### [YOUR TASK]
Print everything from the start of the listing down to the line containing "257L65 257L69 254L69", including that line, and reproduce each line character for character.

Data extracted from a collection
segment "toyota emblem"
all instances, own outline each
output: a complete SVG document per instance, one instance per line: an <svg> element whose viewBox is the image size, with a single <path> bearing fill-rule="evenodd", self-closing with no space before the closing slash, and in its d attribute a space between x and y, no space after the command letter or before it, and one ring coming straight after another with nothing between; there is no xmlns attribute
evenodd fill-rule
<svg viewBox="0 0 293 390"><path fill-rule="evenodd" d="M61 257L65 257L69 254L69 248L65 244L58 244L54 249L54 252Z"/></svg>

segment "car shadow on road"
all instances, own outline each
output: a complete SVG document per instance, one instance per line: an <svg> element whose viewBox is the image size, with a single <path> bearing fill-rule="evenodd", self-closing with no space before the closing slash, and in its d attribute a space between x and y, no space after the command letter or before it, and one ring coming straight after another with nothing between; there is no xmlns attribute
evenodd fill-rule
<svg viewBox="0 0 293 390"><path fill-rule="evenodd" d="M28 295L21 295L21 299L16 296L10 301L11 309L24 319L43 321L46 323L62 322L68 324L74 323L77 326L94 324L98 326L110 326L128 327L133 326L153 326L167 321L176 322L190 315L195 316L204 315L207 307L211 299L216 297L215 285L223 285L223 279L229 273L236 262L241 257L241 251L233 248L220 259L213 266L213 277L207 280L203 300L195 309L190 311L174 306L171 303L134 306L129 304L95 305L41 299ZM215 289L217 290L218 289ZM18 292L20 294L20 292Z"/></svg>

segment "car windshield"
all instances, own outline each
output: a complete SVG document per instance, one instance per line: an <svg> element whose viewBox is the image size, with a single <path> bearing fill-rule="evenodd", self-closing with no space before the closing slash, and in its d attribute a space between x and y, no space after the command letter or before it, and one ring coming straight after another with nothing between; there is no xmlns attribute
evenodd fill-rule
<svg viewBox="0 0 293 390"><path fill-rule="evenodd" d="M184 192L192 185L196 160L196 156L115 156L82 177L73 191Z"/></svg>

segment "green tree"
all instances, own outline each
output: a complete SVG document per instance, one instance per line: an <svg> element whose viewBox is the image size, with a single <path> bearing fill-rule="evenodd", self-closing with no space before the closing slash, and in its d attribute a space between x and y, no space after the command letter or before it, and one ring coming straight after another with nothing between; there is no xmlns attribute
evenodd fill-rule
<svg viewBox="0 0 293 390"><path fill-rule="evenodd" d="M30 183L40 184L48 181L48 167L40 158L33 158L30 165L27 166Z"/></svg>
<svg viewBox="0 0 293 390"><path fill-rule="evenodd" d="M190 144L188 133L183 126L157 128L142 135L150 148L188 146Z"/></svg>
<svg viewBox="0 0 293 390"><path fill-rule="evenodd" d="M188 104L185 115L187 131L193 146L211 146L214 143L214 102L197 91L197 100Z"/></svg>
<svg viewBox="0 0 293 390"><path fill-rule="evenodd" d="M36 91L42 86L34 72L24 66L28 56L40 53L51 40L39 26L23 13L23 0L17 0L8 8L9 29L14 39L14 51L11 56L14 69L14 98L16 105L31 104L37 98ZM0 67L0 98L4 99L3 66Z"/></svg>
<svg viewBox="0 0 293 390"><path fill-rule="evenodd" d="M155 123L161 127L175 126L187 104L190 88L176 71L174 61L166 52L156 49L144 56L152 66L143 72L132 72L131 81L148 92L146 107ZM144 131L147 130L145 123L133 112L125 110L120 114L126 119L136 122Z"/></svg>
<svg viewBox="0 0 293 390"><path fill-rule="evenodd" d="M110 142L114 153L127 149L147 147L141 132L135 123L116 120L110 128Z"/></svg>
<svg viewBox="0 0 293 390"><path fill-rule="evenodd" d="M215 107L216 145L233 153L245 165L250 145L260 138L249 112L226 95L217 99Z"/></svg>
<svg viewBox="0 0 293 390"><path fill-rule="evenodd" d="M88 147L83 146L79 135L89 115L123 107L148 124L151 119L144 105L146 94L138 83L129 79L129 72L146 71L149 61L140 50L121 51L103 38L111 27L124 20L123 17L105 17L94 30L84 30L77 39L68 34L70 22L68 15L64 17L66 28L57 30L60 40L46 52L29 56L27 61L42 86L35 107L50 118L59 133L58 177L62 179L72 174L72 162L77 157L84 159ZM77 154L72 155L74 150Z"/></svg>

### [ANSWER FOR THIS EXERCISE]
segment "toyota emblem"
all instances, own outline each
output: a complete SVG document per instance, one instance per line: an <svg> element whose viewBox is the image size, with a single <path> bearing fill-rule="evenodd", self-closing with no space before the closing slash, and in its d attribute a space between x and y, no space after the command letter or before it, and one ring coming straight after another with nothing between; there is no xmlns attribute
evenodd fill-rule
<svg viewBox="0 0 293 390"><path fill-rule="evenodd" d="M61 257L65 257L69 254L69 248L65 244L58 244L54 249L54 252Z"/></svg>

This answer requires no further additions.